GIVEN TEXT
# # # #
The government talked of 'national unity in mourning' and tried to disconnect the disaster from the army's presence in Lebanon ('accidents can happen everywhere'). But they could not hide that the soldiers had been transported by air because guerrilla activities had made ground convoys in Lebanon too dangerous; that the helicopters had to travel at night with their lights extinguished due to the danger of Hizbullah anti-aircraft missiles; and that this flying in the dark was the direct cause of the fatal collision.

It was the Helicopter Disaster which pushed four women -- all of them mothers of soldiers serving in Lebanon, and all living at communities along the north border for whose sake the army was supposedly fighting in Lebanon -- to write to Knesset Members and urge them to get the army out of Lebanon. Without intending it, the four -- none of whom had been politically active previously -- found themselves at the head of a new grassroots movement, which took up where Parents Against Silence left off eleven years previously.

Their first newspaper interview, in a kibbutz movement weekly, was entitled Four Mothers -- a name reminiscent of the Four Matriarchs of Jewish tradition. That soon became the new movement's official name -- a name made familiar in newspaper headlines and extensive TV prime time coverage, and retained also when the new movement became a general organization aimed at all female and male supporters of quitting Lebanon (see TOI-79/80, p.18). Tens of thousands signed their petitions, and among the participants in their demonstrations appeared many of the bereaved parents left by two decades of fighting in Lebanon -- people who had never before been in a peace demonstration.
Politicians throughout the spectrum soon came to treat the new movement as a substantial political force -- and to regard withdrawal from Lebanon as a powerful new popular cause. In particular, Labor's Yossi Beilin soon made himself identified with that cause, setting up a parallel movement known as Leaving Lebanon in Peace which published detailed military and diplomatic blueprints for the withdrawal, arranged a public 'withdrawal simulation game' and engaged in 'alternative diplomacy' of numerous meetings with high ranking foreign diplomats (reportedly including Lebanese ones). For their part, the Mothers agreed to cooperate with Beilin -- yet took care not to be taken over by him.
# # # #
RECORD LIST
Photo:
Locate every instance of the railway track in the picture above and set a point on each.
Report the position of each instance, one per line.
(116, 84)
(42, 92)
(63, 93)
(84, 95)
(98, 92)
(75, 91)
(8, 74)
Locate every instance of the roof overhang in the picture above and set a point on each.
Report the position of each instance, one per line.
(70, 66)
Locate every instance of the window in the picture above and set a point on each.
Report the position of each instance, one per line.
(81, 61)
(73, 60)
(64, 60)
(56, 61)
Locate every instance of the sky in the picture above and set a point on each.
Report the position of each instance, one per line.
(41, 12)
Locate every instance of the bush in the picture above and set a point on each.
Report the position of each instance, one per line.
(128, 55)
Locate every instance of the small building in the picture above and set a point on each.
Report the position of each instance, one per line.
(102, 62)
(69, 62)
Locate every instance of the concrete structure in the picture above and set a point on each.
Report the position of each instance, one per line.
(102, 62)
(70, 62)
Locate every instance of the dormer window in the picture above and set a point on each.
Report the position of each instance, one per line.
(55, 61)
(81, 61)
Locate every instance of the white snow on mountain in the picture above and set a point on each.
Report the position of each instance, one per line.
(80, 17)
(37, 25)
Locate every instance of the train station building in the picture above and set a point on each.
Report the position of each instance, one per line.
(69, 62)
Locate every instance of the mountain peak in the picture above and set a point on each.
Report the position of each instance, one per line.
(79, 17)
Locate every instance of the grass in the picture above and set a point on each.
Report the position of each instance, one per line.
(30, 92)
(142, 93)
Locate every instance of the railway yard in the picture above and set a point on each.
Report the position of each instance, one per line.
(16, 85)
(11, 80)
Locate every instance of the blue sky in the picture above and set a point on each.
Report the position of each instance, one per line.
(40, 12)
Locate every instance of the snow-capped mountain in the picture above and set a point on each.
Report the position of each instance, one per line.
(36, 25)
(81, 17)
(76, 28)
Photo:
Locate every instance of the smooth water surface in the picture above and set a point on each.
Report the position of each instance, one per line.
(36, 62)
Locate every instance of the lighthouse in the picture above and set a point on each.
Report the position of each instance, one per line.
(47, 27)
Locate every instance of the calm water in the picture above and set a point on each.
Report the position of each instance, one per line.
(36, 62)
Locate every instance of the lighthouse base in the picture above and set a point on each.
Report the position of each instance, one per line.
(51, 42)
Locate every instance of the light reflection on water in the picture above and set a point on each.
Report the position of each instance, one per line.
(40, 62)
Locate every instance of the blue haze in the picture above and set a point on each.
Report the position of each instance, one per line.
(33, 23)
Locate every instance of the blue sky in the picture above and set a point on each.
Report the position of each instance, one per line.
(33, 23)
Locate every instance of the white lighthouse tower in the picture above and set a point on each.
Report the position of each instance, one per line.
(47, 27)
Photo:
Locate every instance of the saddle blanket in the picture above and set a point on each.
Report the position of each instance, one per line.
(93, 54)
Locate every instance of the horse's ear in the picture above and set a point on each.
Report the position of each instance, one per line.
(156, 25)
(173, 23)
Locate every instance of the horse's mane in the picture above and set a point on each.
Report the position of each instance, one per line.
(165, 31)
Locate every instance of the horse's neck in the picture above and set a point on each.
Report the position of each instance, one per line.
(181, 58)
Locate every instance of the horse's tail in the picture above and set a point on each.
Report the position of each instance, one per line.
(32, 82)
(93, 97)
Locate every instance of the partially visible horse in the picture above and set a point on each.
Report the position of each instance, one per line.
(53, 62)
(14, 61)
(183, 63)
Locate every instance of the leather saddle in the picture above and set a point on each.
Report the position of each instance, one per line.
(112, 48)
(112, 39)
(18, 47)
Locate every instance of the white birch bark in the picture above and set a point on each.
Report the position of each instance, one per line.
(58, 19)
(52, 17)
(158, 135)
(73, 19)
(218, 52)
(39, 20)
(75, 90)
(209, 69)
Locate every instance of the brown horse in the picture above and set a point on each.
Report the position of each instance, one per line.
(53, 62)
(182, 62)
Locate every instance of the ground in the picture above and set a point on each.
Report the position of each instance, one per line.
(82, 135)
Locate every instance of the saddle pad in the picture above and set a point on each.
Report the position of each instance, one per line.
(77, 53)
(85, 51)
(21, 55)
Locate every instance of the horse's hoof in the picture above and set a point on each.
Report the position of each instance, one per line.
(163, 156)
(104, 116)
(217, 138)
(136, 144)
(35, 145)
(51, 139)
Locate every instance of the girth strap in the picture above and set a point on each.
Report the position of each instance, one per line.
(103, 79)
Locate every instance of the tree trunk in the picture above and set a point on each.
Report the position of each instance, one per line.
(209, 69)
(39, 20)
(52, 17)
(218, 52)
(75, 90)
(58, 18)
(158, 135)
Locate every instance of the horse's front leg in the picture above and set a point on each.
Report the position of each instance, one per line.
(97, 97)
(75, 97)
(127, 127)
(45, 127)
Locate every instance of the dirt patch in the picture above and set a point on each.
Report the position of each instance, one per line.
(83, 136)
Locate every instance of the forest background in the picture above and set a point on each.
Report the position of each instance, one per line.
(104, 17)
# # # #
TO BE DONE
(1) What facts about the Helicopter Disaster does the Four Mothers text say the government could not hide? List them all.
(2) Could you write what comes next in the Four Mothers text, picking up right after its final sentence?

EXERCISE ANSWERS
(1)
- The soldiers had been transported by air because guerrilla activities had made ground convoys in Lebanon too dangerous.
- The helicopters had to travel at night with their lights extinguished because of the danger of Hizbullah anti-aircraft missiles.
- This flying in the dark was the direct cause of the fatal collision.

(2)
The Mothers certainly also had to cope with opposition -- ranging from crude insults hurled at them as they stood in roadside vigils, to long newspaper articles full of inflammatory arguments ('Woe betide the day when the army lets the feelings of mothers dictate operational decisions!' -- Defence Ministry official reaction, Yediot Aharonot, 26/9/97). The army arranged extensive press interviews with soldiers in Lebanon who all declared themselves utterly convinced of the need 'to get on with our job, fight the terrorists and protect the communities of the north.' A short-lived counter-movement was formed by a group of fathers who supported continued military presence in Lebanon and claimed to represent the voice of 'rational fathers who oppose the emotional mothers' (in fact, many soldiers' fathers joined the Four Mothers movement).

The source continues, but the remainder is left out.